Extracted text:
----

Jeremy Sorese, Soaked Through, 2011. Mixed media on bristol.

MJ: What kinds of stories do y ou like to tell?

JS: I’ve actually been spending a lot of time thinking about what kinds of stories I’d love to tell, now and in the future. In comics, I’ve been really aware of how segmented and disjointed the medium is. People often get upset when the non-comic book literate talk about comics as a “genre”. It isn’t (it’s a medium) but I think that from the outside looking in, it does appear that comic creators tell only a certain number of stories. We have the mainstream superhero bunch, the secular independent D.I.Y. crowd and the very Manga inspired. Very little crossover occurs which I think is really detrimental to an already insular group of artists. As an art student who went to school for comic books, this separation was really extreme with my fellow students and very few would read material outside of their party lines.

With this in mind, I’m trying to push my own work in this direction especially with my next project. It is very close to my own life, yet another tale of love gone awry. I could have very easily taken it verbatim from my own life; maybe orchestrated some changed names or facts and had a complete story already written for me. Instead I’m removing as much of myself from it as possible to forge a better story rather than a sob story. My goal is to use that sincere nugget of my real life experience in combination with the possibility of satire that is found in Science Fiction stories. Neither my ex or I are directly in my story because I’m setting it in the future, allowing the cross discipline of Science Fiction and Indie comics to feed off of one another, to make something better than either could on their own.

----

Entries shown:
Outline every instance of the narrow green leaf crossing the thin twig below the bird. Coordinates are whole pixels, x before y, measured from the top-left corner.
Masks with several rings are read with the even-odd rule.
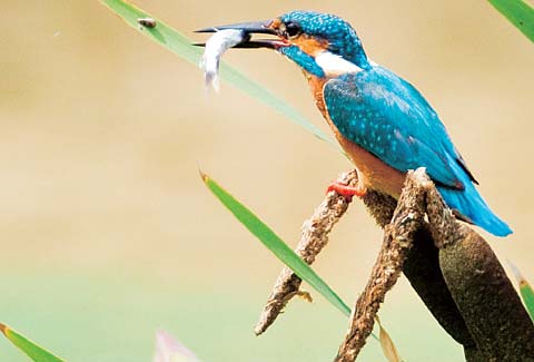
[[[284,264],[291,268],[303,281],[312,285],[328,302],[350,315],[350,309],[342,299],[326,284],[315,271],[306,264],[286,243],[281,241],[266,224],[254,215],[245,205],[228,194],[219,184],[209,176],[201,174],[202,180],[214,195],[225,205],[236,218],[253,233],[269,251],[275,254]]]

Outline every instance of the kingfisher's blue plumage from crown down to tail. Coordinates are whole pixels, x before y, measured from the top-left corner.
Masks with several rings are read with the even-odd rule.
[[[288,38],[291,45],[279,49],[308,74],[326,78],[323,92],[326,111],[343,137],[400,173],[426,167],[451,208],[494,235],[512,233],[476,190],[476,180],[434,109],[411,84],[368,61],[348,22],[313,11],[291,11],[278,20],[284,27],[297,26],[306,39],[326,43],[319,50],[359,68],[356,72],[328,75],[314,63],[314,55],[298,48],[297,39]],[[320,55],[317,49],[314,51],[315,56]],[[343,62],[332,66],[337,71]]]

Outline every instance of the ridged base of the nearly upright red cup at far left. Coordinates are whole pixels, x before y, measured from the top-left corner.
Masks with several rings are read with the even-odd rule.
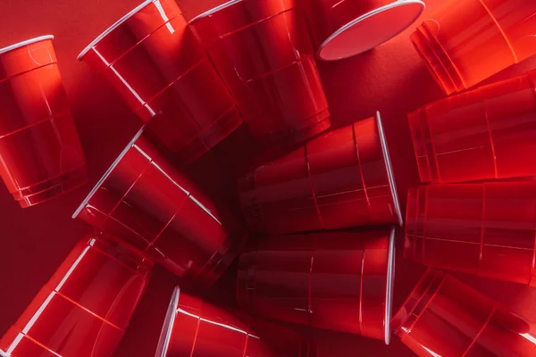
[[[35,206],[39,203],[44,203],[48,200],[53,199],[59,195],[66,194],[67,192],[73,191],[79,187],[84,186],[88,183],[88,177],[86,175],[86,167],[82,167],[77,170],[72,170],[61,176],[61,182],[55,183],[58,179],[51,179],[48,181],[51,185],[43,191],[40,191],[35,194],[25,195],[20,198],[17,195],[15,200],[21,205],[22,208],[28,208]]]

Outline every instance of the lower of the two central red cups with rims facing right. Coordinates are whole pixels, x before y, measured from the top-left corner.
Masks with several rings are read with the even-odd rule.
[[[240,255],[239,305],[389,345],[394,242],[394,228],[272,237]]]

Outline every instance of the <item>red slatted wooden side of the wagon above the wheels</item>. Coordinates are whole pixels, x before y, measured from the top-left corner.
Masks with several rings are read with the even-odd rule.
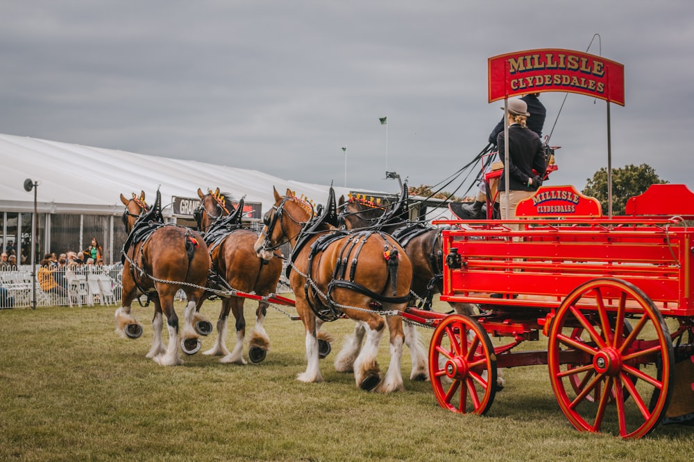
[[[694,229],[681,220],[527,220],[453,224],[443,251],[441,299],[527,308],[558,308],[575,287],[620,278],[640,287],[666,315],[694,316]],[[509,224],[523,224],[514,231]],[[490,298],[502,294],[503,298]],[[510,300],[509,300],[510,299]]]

----

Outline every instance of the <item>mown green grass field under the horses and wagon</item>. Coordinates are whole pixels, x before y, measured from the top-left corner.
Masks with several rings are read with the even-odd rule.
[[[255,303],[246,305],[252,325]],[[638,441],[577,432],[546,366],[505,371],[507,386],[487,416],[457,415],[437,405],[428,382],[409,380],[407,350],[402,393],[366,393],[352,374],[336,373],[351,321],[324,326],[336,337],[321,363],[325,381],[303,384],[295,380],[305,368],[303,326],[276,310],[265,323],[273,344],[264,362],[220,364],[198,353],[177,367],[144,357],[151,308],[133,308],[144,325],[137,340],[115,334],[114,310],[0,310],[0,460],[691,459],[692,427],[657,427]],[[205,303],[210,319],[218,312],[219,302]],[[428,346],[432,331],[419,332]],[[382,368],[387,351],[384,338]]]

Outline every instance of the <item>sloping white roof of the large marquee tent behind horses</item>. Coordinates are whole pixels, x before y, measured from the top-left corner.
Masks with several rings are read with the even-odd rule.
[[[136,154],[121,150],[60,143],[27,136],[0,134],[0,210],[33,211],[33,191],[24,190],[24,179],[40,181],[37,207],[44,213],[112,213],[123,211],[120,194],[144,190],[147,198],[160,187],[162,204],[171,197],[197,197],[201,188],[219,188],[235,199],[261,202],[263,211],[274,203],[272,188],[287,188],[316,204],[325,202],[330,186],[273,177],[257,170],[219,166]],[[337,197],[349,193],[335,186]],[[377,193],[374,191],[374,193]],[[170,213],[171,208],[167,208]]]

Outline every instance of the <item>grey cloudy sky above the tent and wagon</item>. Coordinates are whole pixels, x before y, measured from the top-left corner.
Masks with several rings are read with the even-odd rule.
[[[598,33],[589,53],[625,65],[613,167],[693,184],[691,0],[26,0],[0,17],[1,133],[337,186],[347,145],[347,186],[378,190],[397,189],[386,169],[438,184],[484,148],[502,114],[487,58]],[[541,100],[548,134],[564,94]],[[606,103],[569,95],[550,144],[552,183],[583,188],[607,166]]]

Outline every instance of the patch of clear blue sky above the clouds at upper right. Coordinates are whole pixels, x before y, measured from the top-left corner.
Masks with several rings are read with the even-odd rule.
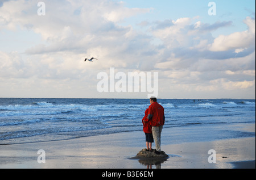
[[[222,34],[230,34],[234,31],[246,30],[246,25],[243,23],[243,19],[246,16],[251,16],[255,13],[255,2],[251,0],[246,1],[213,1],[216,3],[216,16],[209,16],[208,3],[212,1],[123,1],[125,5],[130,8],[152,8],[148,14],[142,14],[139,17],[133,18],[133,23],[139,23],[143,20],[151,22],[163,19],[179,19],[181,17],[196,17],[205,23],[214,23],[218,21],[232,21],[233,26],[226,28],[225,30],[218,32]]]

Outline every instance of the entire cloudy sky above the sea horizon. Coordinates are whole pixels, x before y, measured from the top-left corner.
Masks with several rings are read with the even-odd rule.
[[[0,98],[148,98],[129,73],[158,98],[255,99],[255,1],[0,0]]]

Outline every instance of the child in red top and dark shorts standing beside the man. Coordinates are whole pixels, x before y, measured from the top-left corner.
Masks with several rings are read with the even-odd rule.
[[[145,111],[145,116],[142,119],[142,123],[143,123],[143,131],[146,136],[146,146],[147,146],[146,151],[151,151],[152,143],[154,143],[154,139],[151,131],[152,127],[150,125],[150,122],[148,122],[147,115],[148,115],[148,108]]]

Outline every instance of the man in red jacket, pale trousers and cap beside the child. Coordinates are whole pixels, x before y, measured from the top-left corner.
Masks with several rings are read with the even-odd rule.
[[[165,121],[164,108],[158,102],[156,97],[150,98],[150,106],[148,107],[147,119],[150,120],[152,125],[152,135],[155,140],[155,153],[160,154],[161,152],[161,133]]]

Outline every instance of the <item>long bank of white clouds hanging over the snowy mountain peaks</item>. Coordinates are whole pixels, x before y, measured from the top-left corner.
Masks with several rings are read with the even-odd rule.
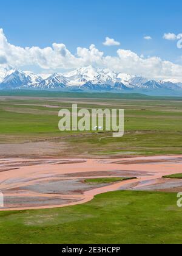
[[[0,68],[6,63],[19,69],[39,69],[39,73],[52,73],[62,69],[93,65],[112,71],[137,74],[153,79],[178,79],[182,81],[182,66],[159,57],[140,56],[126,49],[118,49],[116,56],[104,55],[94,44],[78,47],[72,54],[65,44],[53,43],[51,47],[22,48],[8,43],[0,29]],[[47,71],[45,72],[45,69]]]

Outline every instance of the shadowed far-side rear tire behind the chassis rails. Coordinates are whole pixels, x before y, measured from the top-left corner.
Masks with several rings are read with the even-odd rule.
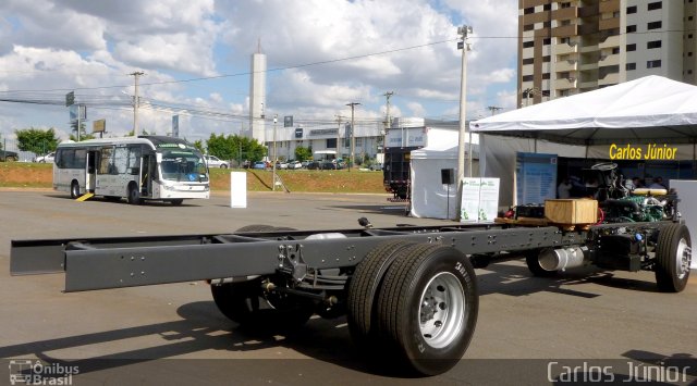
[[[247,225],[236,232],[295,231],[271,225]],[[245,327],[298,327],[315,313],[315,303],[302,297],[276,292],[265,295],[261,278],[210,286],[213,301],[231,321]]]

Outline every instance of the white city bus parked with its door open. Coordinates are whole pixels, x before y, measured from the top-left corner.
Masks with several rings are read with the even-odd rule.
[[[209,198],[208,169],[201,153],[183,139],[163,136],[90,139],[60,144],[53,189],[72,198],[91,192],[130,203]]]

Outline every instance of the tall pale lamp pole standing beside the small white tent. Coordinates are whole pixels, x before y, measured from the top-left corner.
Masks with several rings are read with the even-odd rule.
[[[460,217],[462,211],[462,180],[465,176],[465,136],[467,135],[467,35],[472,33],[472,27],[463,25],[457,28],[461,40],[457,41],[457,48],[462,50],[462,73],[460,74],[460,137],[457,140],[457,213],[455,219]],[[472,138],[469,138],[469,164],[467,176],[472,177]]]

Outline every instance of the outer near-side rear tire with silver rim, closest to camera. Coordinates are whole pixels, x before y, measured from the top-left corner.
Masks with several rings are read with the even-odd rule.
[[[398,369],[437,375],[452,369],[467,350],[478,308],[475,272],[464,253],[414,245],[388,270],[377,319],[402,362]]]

----

Tasks:
1 - Answer these questions from the Jeremy Sorese interview:
(a) What is the medium of "Soaked Through"?
(b) Which three groups of comic creators does Sorese name?
(c) In what time period is his next project set?
2 - Update the Jeremy Sorese interview from "With this in" up to and including "on their own.", putting "tearjerker" in place of "sob story".
3 - Go on with the Jeremy Sorese interview from the point where it stops.
The material has no connection to the Jeremy Sorese interview.

Solved tasks:
1 -
(a) Mixed media on bristol.
(b) The mainstream superhero bunch, the secular independent D.I.Y. crowd, and the very Manga inspired.
(c) In the future.

2 -
With this in mind, I’m trying to push my own work in this direction especially with my next project. It is very close to my own life, yet another tale of love gone awry. I could have very easily taken it verbatim from my own life; maybe orchestrated some changed names or facts and had a complete story already written for me. Instead I’m removing as much of myself from it as possible to forge a better story rather than a tearjerker. My goal is to use that sincere nugget of my real life experience in combination with the possibility of satire that is found in Science Fiction stories. Neither my ex or I are directly in my story because I’m setting it in the future, allowing the cross discipline of Science Fiction and Indie comics to feed off of one another, to make something better than either could on their own.

3 -
MJ: Has moving to Chicago inspired your work in any way?

JS: Chicago is the biggest place I’ve ever lived in. It hasn’t been insurmountable living here, but the city’s sheer size is often a little daunting. The project I just completed, a 45-page story called In the Parlor Room is a direct example of how living in a huge city has influenced me. The comic is filled with nothing but huge ornately decorated buildings, which I doubt would have ever come out of me if I were still living in sleepy little Savannah, Georgia. My work has always been densely filled with visual information, but my time here is just amplifying that aspect of my work.

MJ: What do you think of the opportunities for comic artists in Chicago? What would you change?

Jeremy Sorese, A Wrinkle in Time, 2010. Ink on bristol, digital.

JS: I don’t think Chicago specifically has more or less opportunities for comic artists than anywhere else. Sure, we have really wonderful comic shop as well as plenty of zine centric events (C2E2 and the Columbia Zine Fest) but in this new age of the Internet, you can live anywhere as long as you are making work. The Internet does all the footwork for you in terms of finding your readers and distributing content to them.

Finding a working community of artists, on the other hand, is still as important as ever which is one thing Chicago is not missing. All of the artists I’ve met here have been nothing short of immensely generous to me in both feedback and praise and have truly made me feel at home here.

MJ: You teach a monthly class on the art of comics at Challengers Comics.  How has that experience been so far?

JS: It has been really wonderful so far.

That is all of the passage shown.